(Items from a dataset)
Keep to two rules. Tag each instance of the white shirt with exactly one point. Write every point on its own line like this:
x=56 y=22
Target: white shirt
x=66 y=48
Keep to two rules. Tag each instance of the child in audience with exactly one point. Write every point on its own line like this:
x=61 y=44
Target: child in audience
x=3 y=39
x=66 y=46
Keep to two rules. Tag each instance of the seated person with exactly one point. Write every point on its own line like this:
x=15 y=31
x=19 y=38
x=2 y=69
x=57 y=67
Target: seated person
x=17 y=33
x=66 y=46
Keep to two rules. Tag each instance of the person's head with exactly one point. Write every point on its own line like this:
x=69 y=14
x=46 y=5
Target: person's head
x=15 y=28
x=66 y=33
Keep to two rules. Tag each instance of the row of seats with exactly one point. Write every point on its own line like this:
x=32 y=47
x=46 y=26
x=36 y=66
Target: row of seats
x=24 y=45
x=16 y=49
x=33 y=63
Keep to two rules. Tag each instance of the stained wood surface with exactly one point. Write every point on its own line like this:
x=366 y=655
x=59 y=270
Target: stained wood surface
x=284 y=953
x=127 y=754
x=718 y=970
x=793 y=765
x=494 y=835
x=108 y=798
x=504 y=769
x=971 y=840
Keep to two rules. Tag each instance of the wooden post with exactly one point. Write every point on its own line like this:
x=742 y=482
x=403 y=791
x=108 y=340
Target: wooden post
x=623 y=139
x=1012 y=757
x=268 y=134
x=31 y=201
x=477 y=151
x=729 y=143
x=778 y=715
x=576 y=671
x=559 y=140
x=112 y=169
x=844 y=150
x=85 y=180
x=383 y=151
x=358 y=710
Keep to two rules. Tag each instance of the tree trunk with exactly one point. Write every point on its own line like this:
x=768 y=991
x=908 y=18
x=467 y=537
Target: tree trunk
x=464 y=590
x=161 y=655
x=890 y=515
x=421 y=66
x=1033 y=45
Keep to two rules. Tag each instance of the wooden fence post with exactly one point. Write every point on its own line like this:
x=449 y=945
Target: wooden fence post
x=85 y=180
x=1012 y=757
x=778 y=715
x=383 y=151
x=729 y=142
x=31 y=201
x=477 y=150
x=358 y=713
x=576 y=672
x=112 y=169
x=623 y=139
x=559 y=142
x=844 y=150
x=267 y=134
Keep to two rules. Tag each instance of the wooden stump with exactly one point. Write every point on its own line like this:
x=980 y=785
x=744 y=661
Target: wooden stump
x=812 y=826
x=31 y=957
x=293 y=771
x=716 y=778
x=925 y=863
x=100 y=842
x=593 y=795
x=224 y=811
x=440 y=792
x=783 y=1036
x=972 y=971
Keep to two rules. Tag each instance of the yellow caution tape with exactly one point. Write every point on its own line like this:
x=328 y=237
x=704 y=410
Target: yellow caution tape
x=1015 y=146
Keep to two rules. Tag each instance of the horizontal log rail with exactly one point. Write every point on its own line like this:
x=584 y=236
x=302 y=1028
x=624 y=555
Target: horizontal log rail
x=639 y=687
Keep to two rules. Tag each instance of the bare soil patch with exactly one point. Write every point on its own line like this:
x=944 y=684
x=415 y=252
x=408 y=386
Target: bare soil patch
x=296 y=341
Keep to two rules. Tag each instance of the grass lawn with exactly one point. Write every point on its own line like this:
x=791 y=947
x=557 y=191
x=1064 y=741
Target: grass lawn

Work to complete: Each line of the data is to be retyped exactly as shown.

Exercise answer:
Keep to two rules. Tag each instance of the white shirt with exactly one point. Write every point on its own line like this:
x=56 y=22
Target: white shirt
x=66 y=48
Keep to two rules. Tag each instance of the child in audience with exactly one point. Write every point on its own line like this:
x=61 y=44
Target: child in audience
x=3 y=39
x=66 y=46
Keep to two rules. Tag each instance of the seated person with exactly one point. Write every point on its own line like this:
x=15 y=31
x=19 y=38
x=2 y=69
x=57 y=67
Target: seated person
x=17 y=33
x=66 y=46
Keep to two rules. Tag each instance of the person's head with exactly one point. Write every point on its own line like this:
x=69 y=14
x=46 y=5
Target: person's head
x=15 y=28
x=66 y=33
Keep to two rules. Tag each instance of the row of seats with exactly one point. Write every point on its own line like this:
x=32 y=47
x=46 y=26
x=36 y=66
Target: row of seats
x=24 y=45
x=16 y=49
x=33 y=63
Keep to two rules. Tag each instance of the stained wood surface with exactly one point. Write every point on its own line like this:
x=366 y=655
x=59 y=270
Target: stained wood surface
x=284 y=953
x=127 y=754
x=718 y=970
x=793 y=765
x=494 y=835
x=108 y=798
x=504 y=769
x=971 y=840
Keep to two rules. Tag each instance of the wooden post with exactly one point. Write every point on its own line like this:
x=742 y=482
x=403 y=791
x=108 y=340
Target: wooden post
x=623 y=139
x=1012 y=757
x=268 y=134
x=31 y=201
x=477 y=151
x=729 y=143
x=778 y=715
x=576 y=671
x=559 y=140
x=112 y=169
x=844 y=150
x=85 y=180
x=383 y=151
x=358 y=710
Keep to two rules. Tag each instance of the tree trunk with exactly one point. Write every point on its own line like this:
x=768 y=991
x=908 y=18
x=467 y=537
Target: tree trunk
x=464 y=590
x=161 y=655
x=890 y=515
x=421 y=66
x=1033 y=45
Keep to two rules. Tag each instance of the wooden fence post with exactly one point. Write every point on its own line like this:
x=449 y=945
Target: wooden fence post
x=85 y=180
x=1012 y=757
x=778 y=715
x=383 y=151
x=729 y=142
x=31 y=201
x=477 y=150
x=358 y=713
x=576 y=672
x=112 y=169
x=623 y=139
x=559 y=142
x=844 y=150
x=267 y=134
Keep to two rules. Tag each instance of the wooden stump with exactly one point. Write every point on its own line like this:
x=980 y=785
x=744 y=661
Target: wooden stump
x=812 y=826
x=31 y=957
x=293 y=771
x=716 y=778
x=925 y=863
x=100 y=842
x=593 y=795
x=224 y=811
x=440 y=792
x=783 y=1036
x=972 y=971
Keep to two rules. Tag each instance of the yellow caution tape with exactly one point. Write every point on its own line like this:
x=328 y=237
x=704 y=410
Target: yellow caution tape
x=1015 y=146
Keep to two rules. Tag each instance of the horizontal log rail with exactly one point. Write every point on its own line like this:
x=584 y=236
x=302 y=1028
x=624 y=555
Target: horizontal log rail
x=639 y=687
Keep to two rules. Tag each instance of the bare soil patch with exactly one point. Write every point on its own line like this:
x=944 y=684
x=415 y=252
x=408 y=386
Target: bare soil patch
x=296 y=341
Keep to two rules. Tag each instance of the grass lawn with exactly one point. Write every point on its own line like this:
x=791 y=947
x=557 y=191
x=1064 y=741
Target: grass lawn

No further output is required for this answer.